● **What you are asked to do**
Look through the data below for the line with "[pin] shrub (one" and the line with "[pin] open water", then output those two and all lines in between, exactly as written.

--- Dataset Enclosed Below ---

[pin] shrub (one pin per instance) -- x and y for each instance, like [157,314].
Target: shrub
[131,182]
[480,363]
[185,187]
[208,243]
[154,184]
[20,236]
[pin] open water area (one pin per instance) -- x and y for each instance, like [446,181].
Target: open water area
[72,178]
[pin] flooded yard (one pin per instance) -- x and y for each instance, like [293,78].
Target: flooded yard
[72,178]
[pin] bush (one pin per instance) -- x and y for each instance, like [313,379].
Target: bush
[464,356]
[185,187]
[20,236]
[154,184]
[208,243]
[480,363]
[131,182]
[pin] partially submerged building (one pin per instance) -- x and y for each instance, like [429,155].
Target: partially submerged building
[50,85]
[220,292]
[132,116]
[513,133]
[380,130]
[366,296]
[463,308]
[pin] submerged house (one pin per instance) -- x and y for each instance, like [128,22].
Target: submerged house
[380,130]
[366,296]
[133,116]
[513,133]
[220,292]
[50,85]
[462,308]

--- End of Enclosed Dataset ---
--- Dataset Enclosed Below ---

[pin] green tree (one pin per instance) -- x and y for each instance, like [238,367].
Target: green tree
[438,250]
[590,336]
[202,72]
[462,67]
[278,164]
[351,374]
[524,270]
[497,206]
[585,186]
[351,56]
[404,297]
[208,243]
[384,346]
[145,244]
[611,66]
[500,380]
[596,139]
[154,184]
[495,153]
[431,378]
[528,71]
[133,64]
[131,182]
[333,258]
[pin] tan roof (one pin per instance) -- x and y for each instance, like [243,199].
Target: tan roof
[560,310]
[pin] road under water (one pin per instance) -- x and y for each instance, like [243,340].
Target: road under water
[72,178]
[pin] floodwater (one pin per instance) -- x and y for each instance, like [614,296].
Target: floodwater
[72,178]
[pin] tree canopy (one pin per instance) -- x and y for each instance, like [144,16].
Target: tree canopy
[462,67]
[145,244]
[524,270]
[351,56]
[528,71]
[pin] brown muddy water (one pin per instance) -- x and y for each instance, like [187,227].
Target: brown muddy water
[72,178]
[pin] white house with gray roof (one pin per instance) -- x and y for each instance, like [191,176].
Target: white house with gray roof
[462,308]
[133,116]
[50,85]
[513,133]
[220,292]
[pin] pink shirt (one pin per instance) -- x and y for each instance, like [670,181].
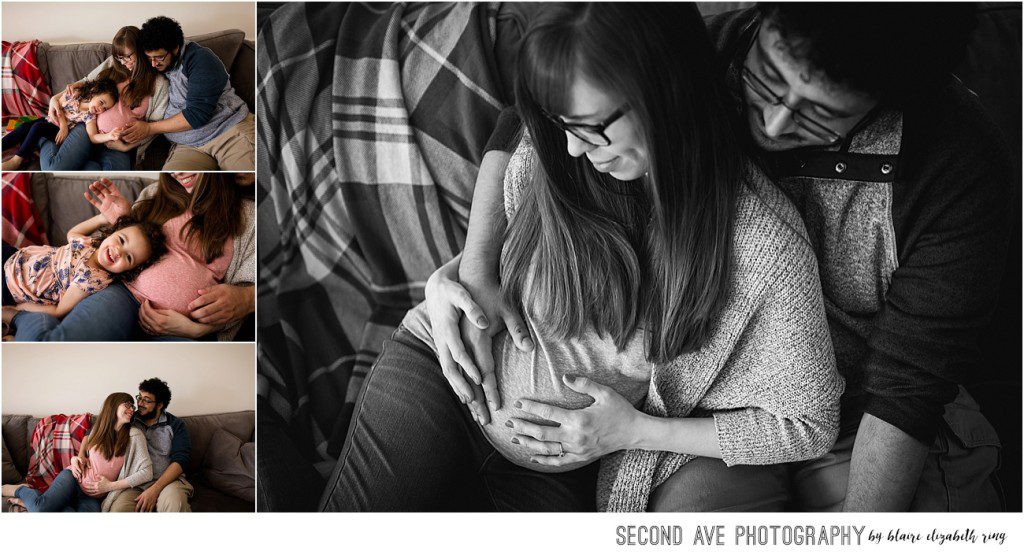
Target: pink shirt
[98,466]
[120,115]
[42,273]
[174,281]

--- End of Enclosed Dataset ---
--- Dataset Enclosed Below ---

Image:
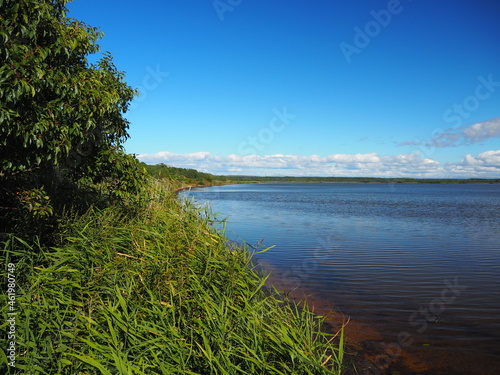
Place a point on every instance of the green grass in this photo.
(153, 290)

--- End of Enclosed Dataset ---

● **Your response**
[pin] shrub (one pin per instance) -- x and y for each instance, like [157,314].
Target: shrub
[131,182]
[480,363]
[185,187]
[208,243]
[154,184]
[20,236]
[pin] open water area (one pin per instance) -- x and y for each instance, like [446,181].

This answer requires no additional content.